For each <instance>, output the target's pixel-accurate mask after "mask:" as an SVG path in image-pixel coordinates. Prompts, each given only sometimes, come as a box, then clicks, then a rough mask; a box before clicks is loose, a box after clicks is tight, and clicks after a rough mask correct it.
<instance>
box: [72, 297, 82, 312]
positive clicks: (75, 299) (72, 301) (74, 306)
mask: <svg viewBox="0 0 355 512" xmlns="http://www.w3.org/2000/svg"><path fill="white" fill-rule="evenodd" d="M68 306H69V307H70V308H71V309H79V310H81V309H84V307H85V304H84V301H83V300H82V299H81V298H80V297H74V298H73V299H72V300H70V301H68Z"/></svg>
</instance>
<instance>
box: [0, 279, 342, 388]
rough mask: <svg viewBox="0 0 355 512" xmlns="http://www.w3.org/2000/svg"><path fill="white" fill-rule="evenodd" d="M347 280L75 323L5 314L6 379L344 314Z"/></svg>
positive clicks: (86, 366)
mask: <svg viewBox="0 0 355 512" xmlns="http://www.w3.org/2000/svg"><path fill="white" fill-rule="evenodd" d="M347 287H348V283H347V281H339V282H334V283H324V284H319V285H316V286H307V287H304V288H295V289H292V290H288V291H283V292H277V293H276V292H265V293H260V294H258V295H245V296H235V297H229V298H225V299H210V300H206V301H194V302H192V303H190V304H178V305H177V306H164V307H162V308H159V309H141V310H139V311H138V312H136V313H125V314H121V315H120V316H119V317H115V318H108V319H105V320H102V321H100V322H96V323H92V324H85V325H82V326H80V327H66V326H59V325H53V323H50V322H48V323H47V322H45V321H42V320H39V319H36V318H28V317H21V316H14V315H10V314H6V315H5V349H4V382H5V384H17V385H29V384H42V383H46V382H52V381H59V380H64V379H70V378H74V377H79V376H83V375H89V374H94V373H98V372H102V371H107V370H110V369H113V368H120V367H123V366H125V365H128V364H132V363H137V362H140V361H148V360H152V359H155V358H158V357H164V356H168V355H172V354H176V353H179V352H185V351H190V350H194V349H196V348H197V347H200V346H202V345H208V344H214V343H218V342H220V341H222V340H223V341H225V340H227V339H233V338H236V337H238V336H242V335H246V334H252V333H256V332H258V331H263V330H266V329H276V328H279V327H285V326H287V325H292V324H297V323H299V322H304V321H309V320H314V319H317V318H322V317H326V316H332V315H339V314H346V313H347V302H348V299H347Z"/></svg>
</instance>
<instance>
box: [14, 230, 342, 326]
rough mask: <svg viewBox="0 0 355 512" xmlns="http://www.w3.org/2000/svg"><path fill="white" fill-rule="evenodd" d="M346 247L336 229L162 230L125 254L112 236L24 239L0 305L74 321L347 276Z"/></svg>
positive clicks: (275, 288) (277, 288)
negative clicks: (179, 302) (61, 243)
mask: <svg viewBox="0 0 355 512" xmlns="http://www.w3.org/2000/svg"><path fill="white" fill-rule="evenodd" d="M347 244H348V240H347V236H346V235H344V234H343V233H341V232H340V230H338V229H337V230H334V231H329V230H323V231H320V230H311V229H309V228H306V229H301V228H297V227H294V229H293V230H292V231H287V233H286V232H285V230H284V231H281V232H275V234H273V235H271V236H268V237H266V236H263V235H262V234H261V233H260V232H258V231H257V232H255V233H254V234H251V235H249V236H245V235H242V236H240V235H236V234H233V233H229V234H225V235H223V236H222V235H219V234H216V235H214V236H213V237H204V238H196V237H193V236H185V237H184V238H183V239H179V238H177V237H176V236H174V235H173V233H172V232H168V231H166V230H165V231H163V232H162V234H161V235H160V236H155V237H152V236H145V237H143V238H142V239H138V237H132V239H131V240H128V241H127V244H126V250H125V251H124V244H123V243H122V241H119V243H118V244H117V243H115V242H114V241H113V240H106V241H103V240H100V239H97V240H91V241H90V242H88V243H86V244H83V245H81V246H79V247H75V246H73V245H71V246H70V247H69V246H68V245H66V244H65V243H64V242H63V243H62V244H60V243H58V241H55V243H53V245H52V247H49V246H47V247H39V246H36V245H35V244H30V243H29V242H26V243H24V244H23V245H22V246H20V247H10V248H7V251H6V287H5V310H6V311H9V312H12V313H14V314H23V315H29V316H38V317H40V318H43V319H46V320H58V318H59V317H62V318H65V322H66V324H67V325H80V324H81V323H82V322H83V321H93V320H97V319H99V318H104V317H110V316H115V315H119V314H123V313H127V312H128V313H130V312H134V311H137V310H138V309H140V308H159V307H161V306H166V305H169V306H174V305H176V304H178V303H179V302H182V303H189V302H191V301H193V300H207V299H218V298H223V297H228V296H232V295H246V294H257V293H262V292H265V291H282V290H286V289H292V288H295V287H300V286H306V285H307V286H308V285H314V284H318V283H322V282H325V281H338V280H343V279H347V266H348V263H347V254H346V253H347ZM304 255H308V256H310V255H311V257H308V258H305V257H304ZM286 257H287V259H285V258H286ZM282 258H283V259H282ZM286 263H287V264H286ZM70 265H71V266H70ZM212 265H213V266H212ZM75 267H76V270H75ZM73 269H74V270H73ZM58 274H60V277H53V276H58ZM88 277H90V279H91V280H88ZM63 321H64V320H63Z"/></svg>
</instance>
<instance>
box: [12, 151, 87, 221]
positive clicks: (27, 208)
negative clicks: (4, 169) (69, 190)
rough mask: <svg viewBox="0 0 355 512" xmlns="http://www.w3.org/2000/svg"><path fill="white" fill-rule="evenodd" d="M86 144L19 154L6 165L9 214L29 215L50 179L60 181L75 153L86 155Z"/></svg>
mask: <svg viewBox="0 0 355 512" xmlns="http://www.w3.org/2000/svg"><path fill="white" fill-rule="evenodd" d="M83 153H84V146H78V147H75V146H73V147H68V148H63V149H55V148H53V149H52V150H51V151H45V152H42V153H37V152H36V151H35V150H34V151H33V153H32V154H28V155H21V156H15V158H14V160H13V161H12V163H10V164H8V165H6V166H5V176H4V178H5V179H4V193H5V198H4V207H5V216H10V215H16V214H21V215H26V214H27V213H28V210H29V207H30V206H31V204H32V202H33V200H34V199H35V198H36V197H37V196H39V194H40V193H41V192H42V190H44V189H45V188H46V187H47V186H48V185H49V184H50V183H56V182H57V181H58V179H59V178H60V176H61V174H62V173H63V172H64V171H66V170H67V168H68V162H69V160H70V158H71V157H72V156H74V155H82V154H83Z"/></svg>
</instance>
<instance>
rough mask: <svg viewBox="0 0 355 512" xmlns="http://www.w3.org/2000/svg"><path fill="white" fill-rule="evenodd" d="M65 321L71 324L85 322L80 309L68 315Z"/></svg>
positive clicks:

Exercise directions:
Your response needs to restate the lines above exactly.

Solution for this problem:
For each <instance>, output the target's pixel-accurate mask after "mask:" as an SVG path in image-pixel coordinates. Prompts, each given only sometimes, come as a box, then clicks, then a rough mask; a box before clicks is loose, a box after clicks is tight, and clicks after a rough mask correct it.
<instance>
box: [72, 297, 82, 312]
positive clicks: (75, 299) (72, 301) (74, 306)
mask: <svg viewBox="0 0 355 512" xmlns="http://www.w3.org/2000/svg"><path fill="white" fill-rule="evenodd" d="M68 306H69V307H70V308H71V309H79V310H81V309H84V307H85V304H84V301H83V300H82V299H81V298H80V297H74V298H73V299H72V300H70V301H68Z"/></svg>
</instance>
<instance>
box: [0, 279, 342, 388]
rough mask: <svg viewBox="0 0 355 512" xmlns="http://www.w3.org/2000/svg"><path fill="white" fill-rule="evenodd" d="M347 280L75 323L5 314L6 379L344 314Z"/></svg>
positive clicks: (86, 366)
mask: <svg viewBox="0 0 355 512" xmlns="http://www.w3.org/2000/svg"><path fill="white" fill-rule="evenodd" d="M347 287H348V283H347V281H339V282H334V283H324V284H319V285H316V286H307V287H304V288H295V289H292V290H288V291H283V292H277V293H276V292H265V293H260V294H258V295H245V296H235V297H229V298H225V299H210V300H206V301H194V302H192V303H190V304H178V305H177V306H164V307H162V308H159V309H141V310H139V311H138V312H136V313H125V314H121V315H120V316H119V317H115V318H108V319H105V320H102V321H100V322H96V323H92V324H85V325H82V326H80V327H66V326H59V325H53V323H50V322H48V323H47V322H45V321H42V320H39V319H36V318H28V317H21V316H14V315H10V314H6V315H5V349H4V382H5V384H17V385H29V384H42V383H46V382H52V381H59V380H64V379H70V378H74V377H79V376H83V375H89V374H94V373H98V372H102V371H107V370H110V369H113V368H120V367H123V366H125V365H128V364H132V363H137V362H140V361H148V360H152V359H155V358H158V357H164V356H168V355H172V354H176V353H179V352H185V351H190V350H194V349H196V348H197V347H200V346H202V345H208V344H214V343H218V342H220V341H222V340H223V341H225V340H227V339H233V338H236V337H238V336H242V335H246V334H252V333H256V332H258V331H263V330H266V329H276V328H279V327H285V326H287V325H292V324H297V323H299V322H304V321H309V320H314V319H317V318H322V317H326V316H332V315H339V314H346V313H347V302H348V299H347Z"/></svg>
</instance>
<instance>
box: [14, 230, 342, 326]
rough mask: <svg viewBox="0 0 355 512" xmlns="http://www.w3.org/2000/svg"><path fill="white" fill-rule="evenodd" d="M346 247L336 229L162 230L125 254L112 236L24 239L0 305L74 321L347 276Z"/></svg>
positive clicks: (275, 288) (277, 288)
negative clicks: (179, 302) (61, 243)
mask: <svg viewBox="0 0 355 512" xmlns="http://www.w3.org/2000/svg"><path fill="white" fill-rule="evenodd" d="M347 244H348V240H347V236H346V235H344V234H343V233H341V232H340V230H338V229H337V230H334V231H329V230H323V231H320V230H311V229H309V228H306V229H301V228H297V227H294V229H293V230H292V231H287V233H286V232H285V230H284V231H281V232H275V234H273V235H271V236H268V237H266V236H263V235H262V234H261V233H260V232H258V231H257V232H255V233H254V234H251V235H249V236H245V235H242V236H240V235H236V234H233V233H229V234H225V235H223V236H222V235H219V234H216V235H214V236H213V237H204V238H196V237H193V236H185V237H184V238H183V239H179V238H177V237H176V236H174V235H173V233H172V232H168V231H166V230H165V231H163V232H162V234H161V235H160V236H155V237H152V236H145V237H143V238H142V239H138V237H132V239H131V240H128V241H127V244H126V250H125V251H124V244H123V243H122V241H119V243H118V244H117V243H115V242H114V241H113V240H106V241H103V240H100V239H97V240H91V241H90V242H88V243H86V244H83V245H81V246H79V247H75V246H73V245H71V246H70V247H69V246H68V245H66V244H65V243H64V242H63V243H62V244H60V243H58V241H55V243H53V245H52V247H49V246H47V247H39V246H36V245H35V244H30V243H29V242H26V243H24V244H23V245H22V246H20V247H10V248H7V251H6V287H5V310H6V311H9V312H12V313H14V314H23V315H29V316H38V317H40V318H43V319H46V320H58V318H59V317H62V318H65V322H66V324H67V325H80V324H81V323H82V322H83V321H93V320H97V319H99V318H104V317H110V316H115V315H119V314H123V313H127V312H128V313H130V312H134V311H137V310H138V309H140V308H159V307H161V306H166V305H169V306H174V305H176V304H178V303H179V302H182V303H189V302H191V301H193V300H207V299H218V298H223V297H228V296H232V295H246V294H257V293H262V292H265V291H282V290H286V289H292V288H295V287H300V286H306V285H307V286H308V285H314V284H318V283H322V282H325V281H338V280H343V279H347V266H348V263H347V254H346V253H347ZM304 255H308V256H310V255H311V257H308V258H305V257H304ZM286 257H287V259H285V258H286ZM282 258H283V259H282ZM286 263H287V264H286ZM70 265H71V266H70ZM212 265H213V266H212ZM75 267H76V270H75ZM73 269H74V270H73ZM58 274H60V277H53V276H58ZM88 277H90V279H91V280H88ZM63 321H64V320H63Z"/></svg>
</instance>
<instance>
box: [12, 151, 87, 221]
positive clicks: (27, 208)
negative clicks: (4, 169) (69, 190)
rough mask: <svg viewBox="0 0 355 512" xmlns="http://www.w3.org/2000/svg"><path fill="white" fill-rule="evenodd" d="M86 144L19 154L6 165L9 214L29 215L50 179L60 181L75 153L86 155Z"/></svg>
mask: <svg viewBox="0 0 355 512" xmlns="http://www.w3.org/2000/svg"><path fill="white" fill-rule="evenodd" d="M83 153H84V146H78V147H75V146H73V147H68V148H63V149H55V148H53V149H52V150H51V151H45V152H42V153H37V152H36V151H35V150H34V151H33V153H32V154H28V155H21V156H15V158H14V160H13V161H12V163H10V164H8V165H6V166H5V176H4V178H5V179H4V193H5V198H4V207H5V216H10V215H16V214H21V215H26V214H27V213H28V210H29V207H30V206H31V204H32V202H33V200H34V199H35V198H36V197H37V196H39V194H40V193H41V192H42V190H44V189H45V188H46V187H47V186H48V185H49V184H50V183H56V182H57V181H58V179H59V178H60V176H61V174H62V173H63V172H64V171H66V170H67V168H68V162H69V160H70V158H71V157H72V156H74V155H82V154H83Z"/></svg>
</instance>
<instance>
rough mask: <svg viewBox="0 0 355 512" xmlns="http://www.w3.org/2000/svg"><path fill="white" fill-rule="evenodd" d="M65 321L71 324L85 322L80 309L68 315Z"/></svg>
positive clicks:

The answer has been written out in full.